AIM OF THE TASK
State the number of lines in the records below that contain the string "oranges", treating uppercase and lowercase letters as distinct. Give only the number.

EXTRACTED MATERIAL
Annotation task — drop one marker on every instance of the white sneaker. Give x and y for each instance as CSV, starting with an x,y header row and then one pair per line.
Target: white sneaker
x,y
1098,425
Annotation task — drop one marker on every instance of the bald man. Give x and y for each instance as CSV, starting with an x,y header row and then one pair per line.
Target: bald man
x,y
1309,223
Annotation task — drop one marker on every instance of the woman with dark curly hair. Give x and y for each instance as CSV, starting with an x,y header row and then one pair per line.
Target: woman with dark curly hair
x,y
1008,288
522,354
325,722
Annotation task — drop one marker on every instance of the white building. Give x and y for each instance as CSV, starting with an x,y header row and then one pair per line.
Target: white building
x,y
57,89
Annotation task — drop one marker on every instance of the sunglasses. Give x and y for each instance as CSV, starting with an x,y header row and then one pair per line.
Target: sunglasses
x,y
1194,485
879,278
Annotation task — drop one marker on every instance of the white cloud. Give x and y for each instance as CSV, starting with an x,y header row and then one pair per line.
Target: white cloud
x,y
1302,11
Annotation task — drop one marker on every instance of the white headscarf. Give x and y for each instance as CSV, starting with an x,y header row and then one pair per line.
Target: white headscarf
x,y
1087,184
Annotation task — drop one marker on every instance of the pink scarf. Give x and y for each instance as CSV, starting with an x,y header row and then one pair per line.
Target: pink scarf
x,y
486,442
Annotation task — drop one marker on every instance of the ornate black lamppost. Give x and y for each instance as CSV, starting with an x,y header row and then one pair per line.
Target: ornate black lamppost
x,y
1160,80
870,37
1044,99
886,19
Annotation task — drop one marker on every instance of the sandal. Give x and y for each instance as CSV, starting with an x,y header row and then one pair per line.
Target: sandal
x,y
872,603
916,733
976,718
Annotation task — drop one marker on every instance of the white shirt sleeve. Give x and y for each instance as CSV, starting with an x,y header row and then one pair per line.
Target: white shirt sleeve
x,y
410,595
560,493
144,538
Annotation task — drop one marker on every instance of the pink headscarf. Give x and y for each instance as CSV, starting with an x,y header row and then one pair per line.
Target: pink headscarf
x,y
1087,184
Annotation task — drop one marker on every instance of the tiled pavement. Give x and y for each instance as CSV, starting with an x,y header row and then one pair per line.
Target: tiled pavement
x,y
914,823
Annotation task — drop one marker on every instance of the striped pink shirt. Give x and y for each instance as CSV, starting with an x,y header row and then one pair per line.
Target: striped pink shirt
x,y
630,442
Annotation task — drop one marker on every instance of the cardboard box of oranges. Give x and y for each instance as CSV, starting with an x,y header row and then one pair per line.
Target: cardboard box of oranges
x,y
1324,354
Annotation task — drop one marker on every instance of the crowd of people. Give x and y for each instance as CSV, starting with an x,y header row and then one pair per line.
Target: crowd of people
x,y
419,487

==

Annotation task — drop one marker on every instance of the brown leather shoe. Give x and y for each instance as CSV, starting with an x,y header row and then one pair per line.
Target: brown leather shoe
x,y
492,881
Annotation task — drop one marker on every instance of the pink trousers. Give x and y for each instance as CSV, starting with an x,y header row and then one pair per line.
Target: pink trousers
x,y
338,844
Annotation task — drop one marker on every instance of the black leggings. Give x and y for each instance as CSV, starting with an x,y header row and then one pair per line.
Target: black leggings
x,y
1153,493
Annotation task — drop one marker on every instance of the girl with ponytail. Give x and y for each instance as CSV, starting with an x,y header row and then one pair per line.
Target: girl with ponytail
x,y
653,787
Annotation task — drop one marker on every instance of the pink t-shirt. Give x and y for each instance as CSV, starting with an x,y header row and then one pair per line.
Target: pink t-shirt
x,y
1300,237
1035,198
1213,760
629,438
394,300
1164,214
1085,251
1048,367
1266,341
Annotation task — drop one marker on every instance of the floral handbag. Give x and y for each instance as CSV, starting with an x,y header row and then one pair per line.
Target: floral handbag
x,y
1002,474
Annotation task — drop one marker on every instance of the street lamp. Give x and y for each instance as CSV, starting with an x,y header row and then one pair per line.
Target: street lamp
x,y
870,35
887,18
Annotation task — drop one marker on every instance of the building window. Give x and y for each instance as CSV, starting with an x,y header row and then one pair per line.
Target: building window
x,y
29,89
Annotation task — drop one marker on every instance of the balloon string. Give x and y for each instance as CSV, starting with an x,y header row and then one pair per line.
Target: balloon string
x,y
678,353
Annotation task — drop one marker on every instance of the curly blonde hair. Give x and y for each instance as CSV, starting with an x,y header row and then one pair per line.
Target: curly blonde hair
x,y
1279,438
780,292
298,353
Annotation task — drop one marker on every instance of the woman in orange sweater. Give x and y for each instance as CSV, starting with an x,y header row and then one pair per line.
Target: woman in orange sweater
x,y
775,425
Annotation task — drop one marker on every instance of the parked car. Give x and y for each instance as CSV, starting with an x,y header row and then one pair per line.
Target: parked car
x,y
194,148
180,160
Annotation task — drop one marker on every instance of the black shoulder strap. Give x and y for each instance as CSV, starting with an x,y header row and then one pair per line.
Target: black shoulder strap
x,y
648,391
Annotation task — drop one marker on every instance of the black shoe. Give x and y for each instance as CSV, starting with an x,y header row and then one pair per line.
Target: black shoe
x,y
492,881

---

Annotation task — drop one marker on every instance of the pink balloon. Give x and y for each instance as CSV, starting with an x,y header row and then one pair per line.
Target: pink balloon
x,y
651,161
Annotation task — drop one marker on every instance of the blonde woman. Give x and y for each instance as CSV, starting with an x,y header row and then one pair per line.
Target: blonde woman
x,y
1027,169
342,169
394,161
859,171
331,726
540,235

PROBLEM SOLUTION
2